= What to work on =
Please reproduce the records below word for word, keeping every line of each one.

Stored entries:
================================

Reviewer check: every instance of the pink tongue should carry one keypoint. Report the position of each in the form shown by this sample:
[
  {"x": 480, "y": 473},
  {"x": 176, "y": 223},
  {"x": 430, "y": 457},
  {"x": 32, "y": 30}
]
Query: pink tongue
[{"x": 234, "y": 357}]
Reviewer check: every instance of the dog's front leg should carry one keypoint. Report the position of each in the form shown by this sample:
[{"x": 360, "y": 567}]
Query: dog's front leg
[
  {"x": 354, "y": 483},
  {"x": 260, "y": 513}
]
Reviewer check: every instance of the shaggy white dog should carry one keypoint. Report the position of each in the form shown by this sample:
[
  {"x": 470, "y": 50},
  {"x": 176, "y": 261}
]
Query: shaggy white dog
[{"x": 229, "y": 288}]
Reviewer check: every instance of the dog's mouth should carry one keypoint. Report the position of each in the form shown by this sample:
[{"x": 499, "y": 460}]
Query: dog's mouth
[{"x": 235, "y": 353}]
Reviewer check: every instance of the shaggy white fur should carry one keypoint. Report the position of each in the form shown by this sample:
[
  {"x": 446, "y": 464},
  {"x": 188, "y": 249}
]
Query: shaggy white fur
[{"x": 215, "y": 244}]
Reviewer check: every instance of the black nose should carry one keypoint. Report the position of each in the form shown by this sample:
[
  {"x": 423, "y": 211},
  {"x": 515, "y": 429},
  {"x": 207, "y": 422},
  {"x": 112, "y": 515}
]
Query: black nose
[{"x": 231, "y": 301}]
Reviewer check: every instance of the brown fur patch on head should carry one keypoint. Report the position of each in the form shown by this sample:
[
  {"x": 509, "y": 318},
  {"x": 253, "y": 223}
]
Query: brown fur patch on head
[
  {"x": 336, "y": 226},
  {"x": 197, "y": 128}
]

================================

= Output =
Reviewer check: every instance of the pink tongue should carry one keypoint. Report the position of each in the form shown by this sample:
[
  {"x": 480, "y": 473},
  {"x": 176, "y": 223},
  {"x": 430, "y": 457},
  {"x": 32, "y": 30}
]
Query: pink tongue
[{"x": 234, "y": 357}]
Reviewer check: every instance of the dog's front leg should carry one keypoint. Report the position of each in the form shown by this sample:
[{"x": 360, "y": 567}]
Query: dog's front leg
[
  {"x": 354, "y": 483},
  {"x": 260, "y": 513}
]
Reviewer check: every instance of the shaggy white dog should carry one keypoint. Report the position of each in the form shown by this sample:
[
  {"x": 470, "y": 50},
  {"x": 176, "y": 261}
]
Query: shaggy white dog
[{"x": 229, "y": 288}]
Reviewer check: every instance of the dog's mouth should carry one keypoint. Report the position of each in the form shown by this sample:
[{"x": 499, "y": 460}]
Query: dog's mouth
[{"x": 235, "y": 353}]
Reviewer check: every instance of the shaggy white fur should carry one keypoint. Report the position of each in the form shown by this sample:
[
  {"x": 446, "y": 464},
  {"x": 188, "y": 249}
]
Query: shaggy white fur
[{"x": 215, "y": 244}]
Reviewer check: every instance of the black nose should carry one keypoint. Report the position of each in the form shown by this sample:
[
  {"x": 423, "y": 211},
  {"x": 515, "y": 429},
  {"x": 207, "y": 422},
  {"x": 112, "y": 515}
]
Query: black nose
[{"x": 231, "y": 301}]
Reviewer check: every instance of the brown fur patch on head should carry one keypoint. Report the position of each in the form shown by this sample:
[
  {"x": 509, "y": 318},
  {"x": 253, "y": 223}
]
Query: brown fur patch on head
[
  {"x": 336, "y": 226},
  {"x": 197, "y": 128}
]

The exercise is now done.